Document –
....................

This absolute truth created Western civilization as we know it, but the sand of relativism is replacing our rock foundation. Our society is abandoning God’s word, and now morality and truth are no longer from God but determined by the 51 percent majority vote. Democracy worked when the majority followed Christ and had the law of the Bible as their foundation, but this is not the case anymore, and you can see the horrendous effects everywhere in our culture.
When God’s law was our foundation, abortion was murder. Then, we abandoned our Biblical foundation, and the masses decided it’s no longer murder but a “human right.” Note that this is entirely arbitrary because it’s built on nothing but the will of the sinful majority. It makes me think of the closing statement of the book of Judges, one of the bloodiest books of the Bible:
In those days there was no king in Israel. Everyone did what was right in his own eyes. (Judges 21:25)

....................

Problem details –
Continue the passage on relativism and biblical law, picking up directly after the closing quotation from Judges.

....................

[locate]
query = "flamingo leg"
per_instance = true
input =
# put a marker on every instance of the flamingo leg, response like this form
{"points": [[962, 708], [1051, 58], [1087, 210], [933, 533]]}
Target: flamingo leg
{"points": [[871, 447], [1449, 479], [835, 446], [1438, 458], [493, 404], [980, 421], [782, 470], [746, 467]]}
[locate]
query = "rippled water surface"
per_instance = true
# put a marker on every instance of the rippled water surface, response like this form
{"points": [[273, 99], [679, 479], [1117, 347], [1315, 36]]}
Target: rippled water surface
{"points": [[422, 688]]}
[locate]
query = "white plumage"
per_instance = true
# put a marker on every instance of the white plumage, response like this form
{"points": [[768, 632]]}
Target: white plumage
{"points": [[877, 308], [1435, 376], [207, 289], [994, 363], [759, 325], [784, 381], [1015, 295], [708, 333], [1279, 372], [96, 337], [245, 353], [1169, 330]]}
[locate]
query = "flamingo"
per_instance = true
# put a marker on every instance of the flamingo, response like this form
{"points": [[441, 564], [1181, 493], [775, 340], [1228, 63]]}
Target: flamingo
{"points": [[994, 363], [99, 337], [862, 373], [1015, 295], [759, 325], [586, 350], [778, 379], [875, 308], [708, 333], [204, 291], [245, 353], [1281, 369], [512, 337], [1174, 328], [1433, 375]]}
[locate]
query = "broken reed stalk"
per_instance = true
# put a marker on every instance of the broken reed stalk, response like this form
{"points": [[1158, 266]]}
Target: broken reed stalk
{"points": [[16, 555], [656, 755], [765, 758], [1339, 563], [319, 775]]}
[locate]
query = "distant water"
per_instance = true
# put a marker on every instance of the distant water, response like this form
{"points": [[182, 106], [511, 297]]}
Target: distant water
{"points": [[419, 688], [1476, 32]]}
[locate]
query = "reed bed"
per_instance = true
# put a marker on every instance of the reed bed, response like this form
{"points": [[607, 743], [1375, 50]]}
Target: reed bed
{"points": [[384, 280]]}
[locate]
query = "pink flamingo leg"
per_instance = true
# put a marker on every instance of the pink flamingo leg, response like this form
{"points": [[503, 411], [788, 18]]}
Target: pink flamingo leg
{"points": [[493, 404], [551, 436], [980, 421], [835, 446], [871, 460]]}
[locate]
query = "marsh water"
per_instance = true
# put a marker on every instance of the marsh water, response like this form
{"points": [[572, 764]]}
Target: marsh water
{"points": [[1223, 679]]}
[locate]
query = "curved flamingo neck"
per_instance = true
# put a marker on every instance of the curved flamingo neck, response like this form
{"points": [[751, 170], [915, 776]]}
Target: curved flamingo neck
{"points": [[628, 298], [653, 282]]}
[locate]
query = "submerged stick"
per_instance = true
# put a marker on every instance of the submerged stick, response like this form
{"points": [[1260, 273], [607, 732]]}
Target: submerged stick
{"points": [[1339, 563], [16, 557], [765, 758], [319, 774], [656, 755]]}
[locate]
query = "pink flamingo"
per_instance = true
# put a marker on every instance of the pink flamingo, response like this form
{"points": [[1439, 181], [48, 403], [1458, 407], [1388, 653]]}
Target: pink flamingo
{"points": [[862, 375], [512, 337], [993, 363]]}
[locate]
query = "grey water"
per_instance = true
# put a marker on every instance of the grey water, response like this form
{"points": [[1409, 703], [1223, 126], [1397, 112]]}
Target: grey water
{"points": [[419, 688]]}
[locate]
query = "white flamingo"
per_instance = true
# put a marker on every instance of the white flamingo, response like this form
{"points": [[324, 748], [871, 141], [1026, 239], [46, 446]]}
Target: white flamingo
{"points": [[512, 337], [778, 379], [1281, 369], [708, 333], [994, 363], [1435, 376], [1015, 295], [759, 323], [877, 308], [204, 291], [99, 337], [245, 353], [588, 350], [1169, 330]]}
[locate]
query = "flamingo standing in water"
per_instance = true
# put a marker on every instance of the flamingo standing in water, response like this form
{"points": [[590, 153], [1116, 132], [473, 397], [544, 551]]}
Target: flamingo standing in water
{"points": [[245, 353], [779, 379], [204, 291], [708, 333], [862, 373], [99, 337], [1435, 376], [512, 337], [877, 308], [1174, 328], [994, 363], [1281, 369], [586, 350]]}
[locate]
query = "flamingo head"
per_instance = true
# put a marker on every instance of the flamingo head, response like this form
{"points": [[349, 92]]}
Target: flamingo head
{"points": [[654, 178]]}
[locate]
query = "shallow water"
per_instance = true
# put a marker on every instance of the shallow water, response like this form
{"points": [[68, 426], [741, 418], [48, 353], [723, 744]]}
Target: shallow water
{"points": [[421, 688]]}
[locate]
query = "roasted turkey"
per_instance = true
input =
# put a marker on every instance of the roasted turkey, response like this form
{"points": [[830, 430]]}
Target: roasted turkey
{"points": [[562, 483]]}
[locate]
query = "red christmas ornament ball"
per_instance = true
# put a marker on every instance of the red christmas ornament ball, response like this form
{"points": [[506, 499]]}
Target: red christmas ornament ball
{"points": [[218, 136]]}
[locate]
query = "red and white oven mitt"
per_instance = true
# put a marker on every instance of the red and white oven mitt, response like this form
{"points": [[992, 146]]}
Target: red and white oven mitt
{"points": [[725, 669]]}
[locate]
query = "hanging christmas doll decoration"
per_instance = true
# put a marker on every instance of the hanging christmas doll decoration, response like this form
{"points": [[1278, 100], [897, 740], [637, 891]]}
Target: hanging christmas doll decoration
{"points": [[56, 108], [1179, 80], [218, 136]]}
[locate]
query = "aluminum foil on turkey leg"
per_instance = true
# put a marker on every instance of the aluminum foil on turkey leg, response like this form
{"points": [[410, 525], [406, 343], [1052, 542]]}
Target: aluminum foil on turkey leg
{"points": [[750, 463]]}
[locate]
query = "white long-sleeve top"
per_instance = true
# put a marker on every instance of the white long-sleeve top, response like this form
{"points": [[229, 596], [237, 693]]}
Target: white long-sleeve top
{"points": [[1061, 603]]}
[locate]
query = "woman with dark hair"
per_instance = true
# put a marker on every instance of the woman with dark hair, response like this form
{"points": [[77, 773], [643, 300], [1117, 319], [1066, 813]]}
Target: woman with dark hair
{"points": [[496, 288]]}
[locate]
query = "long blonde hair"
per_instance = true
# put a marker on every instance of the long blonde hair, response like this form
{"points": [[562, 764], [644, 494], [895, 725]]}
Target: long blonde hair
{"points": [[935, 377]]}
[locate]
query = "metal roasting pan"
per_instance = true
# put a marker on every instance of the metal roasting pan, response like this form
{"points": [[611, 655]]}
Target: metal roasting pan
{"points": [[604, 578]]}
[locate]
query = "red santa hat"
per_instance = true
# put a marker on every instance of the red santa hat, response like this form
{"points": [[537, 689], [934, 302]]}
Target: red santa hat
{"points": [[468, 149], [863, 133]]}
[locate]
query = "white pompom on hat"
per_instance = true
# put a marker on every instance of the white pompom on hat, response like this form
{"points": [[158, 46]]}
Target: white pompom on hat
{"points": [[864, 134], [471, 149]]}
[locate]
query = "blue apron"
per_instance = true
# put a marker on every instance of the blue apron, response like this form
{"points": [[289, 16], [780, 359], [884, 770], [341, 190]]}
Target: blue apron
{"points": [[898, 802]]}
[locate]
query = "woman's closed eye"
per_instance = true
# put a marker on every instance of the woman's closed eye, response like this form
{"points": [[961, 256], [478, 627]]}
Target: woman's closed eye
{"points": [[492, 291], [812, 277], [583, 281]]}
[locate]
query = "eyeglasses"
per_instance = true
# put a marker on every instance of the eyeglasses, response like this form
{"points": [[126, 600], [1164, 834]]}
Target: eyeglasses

....................

Right answer –
At some point, everyone’s mother has asked the classic question: “Would you jump off a bridge just because everyone else is?” Ironically, this is exactly how democracy works; if the majority wants to jump off a bridge, we all go off with them. The majority in Sodom wanted to “know” the angels that visited Lot. Did that make it right?
We must stand firm against this. We have God’s word as our moral compass, so it doesn’t matter what the masses are doing. When we see things in our culture that don’t align with the word of God, we must not conform, even if that means going against the majority. And we especially need to be intolerant of this “everyone else is doing it” mentality within our churches. But discernment requires us to know God’s word – all of it. If we don’t know it, how can we know the truth?
Increasingly, we are going to see the masses determining “morality” that opposes the Bible. I know how hard it can be to stand out in a crowd, but take this as an exhortation to study, absorb, and stand firm on the truth of the word, even if it means you are up against the world. It’s better to be on God’s side than the world’s.